• **Provided text**

Segment Open

Staff Pick
Tomb Song is a grief-stricken fib, a taffy enfolded with adoration and resentment both — for a mother, for a country, for literature — then stretched to its very limits. Herbert's requiem darts between brothels and hospitals, from opium-binges in Cuba to a poetry conference in Berlin, yet never loses its sense of dogged inquiry and damaged musicality. Translated here by the great Christina MacSweeney, Tomb Song is a gift in any language. Recommended By Justin W., Powells.com
Synopses & Reviews
An incandescent US debut from Mexico, for readers of Ben Lerner and Rachel Cusk.
Sitting at the bedside of his mother as she is dying from leukemia in a hospital in northern Mexico, the narrator of Tomb Song is immersed in memories of his unstable boyhood and youth. His mother, Guadalupe, was a prostitute, and Julián spent his childhood with his half brothers and sisters, each from a different father, moving from city to city and from one tough neighborhood to the next.
Swinging from the present to the past and back again, Tomb Song is not only an affecting coming-of-age story but also a searching and sometimes frenetic portrait of the artist. As he wanders the hospital, from its buzzing upper floors to the haunted depths of the morgue, Julián tells fevered stories of his life as a writer, from a trip with his pregnant wife to a poetry festival in Berlin to a drug-fueled and possibly completely imagined trip to another festival in Cuba. Throughout, he portrays the margins of Mexican society as well as the attitudes, prejudices, contradictions, and occasionally absurd history of a country ravaged by corruption, violence, and dysfunction.

Segment Closed

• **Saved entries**
Segment Open

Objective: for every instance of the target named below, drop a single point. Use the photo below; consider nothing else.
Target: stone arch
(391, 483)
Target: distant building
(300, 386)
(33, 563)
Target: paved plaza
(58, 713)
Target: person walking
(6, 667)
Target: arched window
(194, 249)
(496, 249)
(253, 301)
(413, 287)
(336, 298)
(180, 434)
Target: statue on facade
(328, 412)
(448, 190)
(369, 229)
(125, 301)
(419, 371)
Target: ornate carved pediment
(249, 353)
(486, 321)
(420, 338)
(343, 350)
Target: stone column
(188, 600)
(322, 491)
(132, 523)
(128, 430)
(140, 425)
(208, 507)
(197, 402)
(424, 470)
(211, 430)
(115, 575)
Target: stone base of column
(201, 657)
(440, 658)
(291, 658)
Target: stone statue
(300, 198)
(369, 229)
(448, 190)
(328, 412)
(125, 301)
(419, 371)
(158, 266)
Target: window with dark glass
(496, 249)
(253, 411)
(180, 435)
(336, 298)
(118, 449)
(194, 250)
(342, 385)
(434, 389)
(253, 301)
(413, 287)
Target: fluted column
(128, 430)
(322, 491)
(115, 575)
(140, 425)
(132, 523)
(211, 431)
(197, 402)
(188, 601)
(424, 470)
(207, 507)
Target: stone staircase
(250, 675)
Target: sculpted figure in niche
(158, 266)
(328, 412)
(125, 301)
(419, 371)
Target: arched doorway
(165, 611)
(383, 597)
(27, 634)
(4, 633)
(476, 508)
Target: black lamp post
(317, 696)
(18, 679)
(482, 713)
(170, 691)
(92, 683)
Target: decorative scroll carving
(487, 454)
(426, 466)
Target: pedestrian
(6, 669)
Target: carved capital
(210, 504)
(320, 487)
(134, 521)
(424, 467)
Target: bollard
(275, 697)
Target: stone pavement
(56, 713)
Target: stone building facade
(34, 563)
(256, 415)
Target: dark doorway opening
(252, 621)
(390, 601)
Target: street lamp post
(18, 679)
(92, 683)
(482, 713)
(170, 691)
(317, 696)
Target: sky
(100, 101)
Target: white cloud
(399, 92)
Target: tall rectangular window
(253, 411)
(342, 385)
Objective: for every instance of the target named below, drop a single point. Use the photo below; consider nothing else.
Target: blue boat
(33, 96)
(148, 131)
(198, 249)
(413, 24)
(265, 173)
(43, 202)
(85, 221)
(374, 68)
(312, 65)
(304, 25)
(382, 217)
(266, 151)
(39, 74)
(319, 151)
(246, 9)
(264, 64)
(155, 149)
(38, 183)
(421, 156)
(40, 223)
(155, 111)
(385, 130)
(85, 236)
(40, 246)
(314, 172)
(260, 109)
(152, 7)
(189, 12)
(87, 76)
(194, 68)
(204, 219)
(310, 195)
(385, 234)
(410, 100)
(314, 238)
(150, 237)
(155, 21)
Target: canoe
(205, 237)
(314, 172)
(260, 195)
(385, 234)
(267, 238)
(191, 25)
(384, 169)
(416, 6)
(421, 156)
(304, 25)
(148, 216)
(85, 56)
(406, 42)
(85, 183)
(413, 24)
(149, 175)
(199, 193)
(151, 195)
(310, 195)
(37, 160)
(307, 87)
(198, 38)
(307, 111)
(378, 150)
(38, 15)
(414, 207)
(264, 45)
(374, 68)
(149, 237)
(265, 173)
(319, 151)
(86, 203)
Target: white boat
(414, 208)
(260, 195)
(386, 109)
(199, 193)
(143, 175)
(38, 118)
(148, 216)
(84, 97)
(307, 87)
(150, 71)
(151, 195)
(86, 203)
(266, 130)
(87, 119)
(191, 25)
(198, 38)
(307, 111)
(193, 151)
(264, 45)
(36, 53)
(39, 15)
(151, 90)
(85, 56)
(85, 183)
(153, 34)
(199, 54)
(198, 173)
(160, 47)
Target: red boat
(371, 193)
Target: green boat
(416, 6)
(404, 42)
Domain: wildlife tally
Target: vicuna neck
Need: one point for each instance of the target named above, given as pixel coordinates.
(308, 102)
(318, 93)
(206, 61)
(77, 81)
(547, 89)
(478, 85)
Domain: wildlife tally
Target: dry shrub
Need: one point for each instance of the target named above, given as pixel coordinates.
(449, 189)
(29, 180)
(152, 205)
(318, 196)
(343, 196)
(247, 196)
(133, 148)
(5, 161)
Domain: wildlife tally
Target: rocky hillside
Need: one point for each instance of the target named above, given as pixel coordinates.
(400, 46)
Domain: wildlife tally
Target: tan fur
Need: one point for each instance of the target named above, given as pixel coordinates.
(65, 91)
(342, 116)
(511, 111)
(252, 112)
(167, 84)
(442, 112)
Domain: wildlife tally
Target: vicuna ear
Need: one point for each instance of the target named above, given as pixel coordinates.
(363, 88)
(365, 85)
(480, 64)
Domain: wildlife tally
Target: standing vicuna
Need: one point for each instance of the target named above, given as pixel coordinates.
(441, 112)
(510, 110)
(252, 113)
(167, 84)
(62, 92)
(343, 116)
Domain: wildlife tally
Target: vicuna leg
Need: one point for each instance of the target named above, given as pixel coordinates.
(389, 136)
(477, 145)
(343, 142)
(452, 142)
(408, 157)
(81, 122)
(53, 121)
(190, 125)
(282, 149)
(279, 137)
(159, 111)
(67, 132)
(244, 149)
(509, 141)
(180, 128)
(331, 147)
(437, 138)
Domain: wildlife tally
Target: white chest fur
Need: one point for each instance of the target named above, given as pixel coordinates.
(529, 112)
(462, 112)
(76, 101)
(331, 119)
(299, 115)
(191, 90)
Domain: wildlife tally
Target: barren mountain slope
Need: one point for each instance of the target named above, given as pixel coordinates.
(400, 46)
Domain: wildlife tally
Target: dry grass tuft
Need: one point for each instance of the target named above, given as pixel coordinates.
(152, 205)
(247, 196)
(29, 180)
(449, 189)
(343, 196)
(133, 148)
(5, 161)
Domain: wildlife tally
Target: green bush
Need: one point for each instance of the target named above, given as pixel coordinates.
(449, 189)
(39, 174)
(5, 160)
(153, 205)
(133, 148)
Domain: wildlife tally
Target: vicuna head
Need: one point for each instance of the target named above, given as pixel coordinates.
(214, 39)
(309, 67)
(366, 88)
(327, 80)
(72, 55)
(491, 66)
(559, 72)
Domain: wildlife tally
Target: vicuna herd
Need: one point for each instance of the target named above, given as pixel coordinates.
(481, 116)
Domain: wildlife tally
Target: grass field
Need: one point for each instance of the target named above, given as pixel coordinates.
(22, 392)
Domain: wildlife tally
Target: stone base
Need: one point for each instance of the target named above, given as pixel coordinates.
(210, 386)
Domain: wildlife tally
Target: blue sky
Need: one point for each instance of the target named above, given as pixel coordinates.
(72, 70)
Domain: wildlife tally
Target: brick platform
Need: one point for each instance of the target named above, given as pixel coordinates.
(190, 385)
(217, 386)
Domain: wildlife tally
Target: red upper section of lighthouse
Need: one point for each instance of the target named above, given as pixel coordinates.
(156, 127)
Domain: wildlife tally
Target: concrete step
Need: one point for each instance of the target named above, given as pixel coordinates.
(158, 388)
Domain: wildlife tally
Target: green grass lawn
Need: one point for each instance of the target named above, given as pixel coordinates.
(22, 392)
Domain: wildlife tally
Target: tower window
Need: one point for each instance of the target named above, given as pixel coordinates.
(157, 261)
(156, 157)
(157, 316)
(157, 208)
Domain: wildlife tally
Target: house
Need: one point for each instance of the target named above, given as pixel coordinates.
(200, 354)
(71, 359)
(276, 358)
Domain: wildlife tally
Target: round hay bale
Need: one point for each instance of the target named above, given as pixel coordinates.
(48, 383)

Segment Closed

• **Problems to work on**
(1) According to the Tomb Song page, what illness is the narrator's mother dying from?
(2) Copy the Tomb Song page word for word from "Swinging from the" to "violence, and dysfunction.".
(3) Go on with the Tomb Song book page from the point where it stops.
The saved entries have nothing to do with the Tomb Song page.

• **Answers by item number**
(1) Leukemia.

(2)
Swinging from the present to the past and back again, Tomb Song is not only an affecting coming-of-age story but also a searching and sometimes frenetic portrait of the artist. As he wanders the hospital, from its buzzing upper floors to the haunted depths of the morgue, Julián tells fevered stories of his life as a writer, from a trip with his pregnant wife to a poetry festival in Berlin to a drug-fueled and possibly completely imagined trip to another festival in Cuba. Throughout, he portrays the margins of Mexican society as well as the attitudes, prejudices, contradictions, and occasionally absurd history of a country ravaged by corruption, violence, and dysfunction.

(3)
Inhabiting the fertile ground between fiction, memoir, and essay, Tomb Song is an electric prose performance, a kaleidoscopic, tender, and often darkly funny exploration of sex, love, and death. Julián Herbert’s English-language debut establishes him as one of the most audacious voices in contemporary letters.
Review
“An extraordinary author in full possession of his powers who from now on should be considered indispensable.” Patricio Pron, Letras Libres
Review
“With writing that is simultaneously rough and beautiful, [Tomb Song is] an epic without heroes that shatters the glass ceiling of hypocrisy.” Iván de la Nuez, Babelia
About the Author
Julián Herbert was born in Acapulco in 1971. He is a writer, musician, and teacher, and is the author of several poetry collections, a novel, a story collection, and a book of reportage. He lives in Saltillo, Mexico.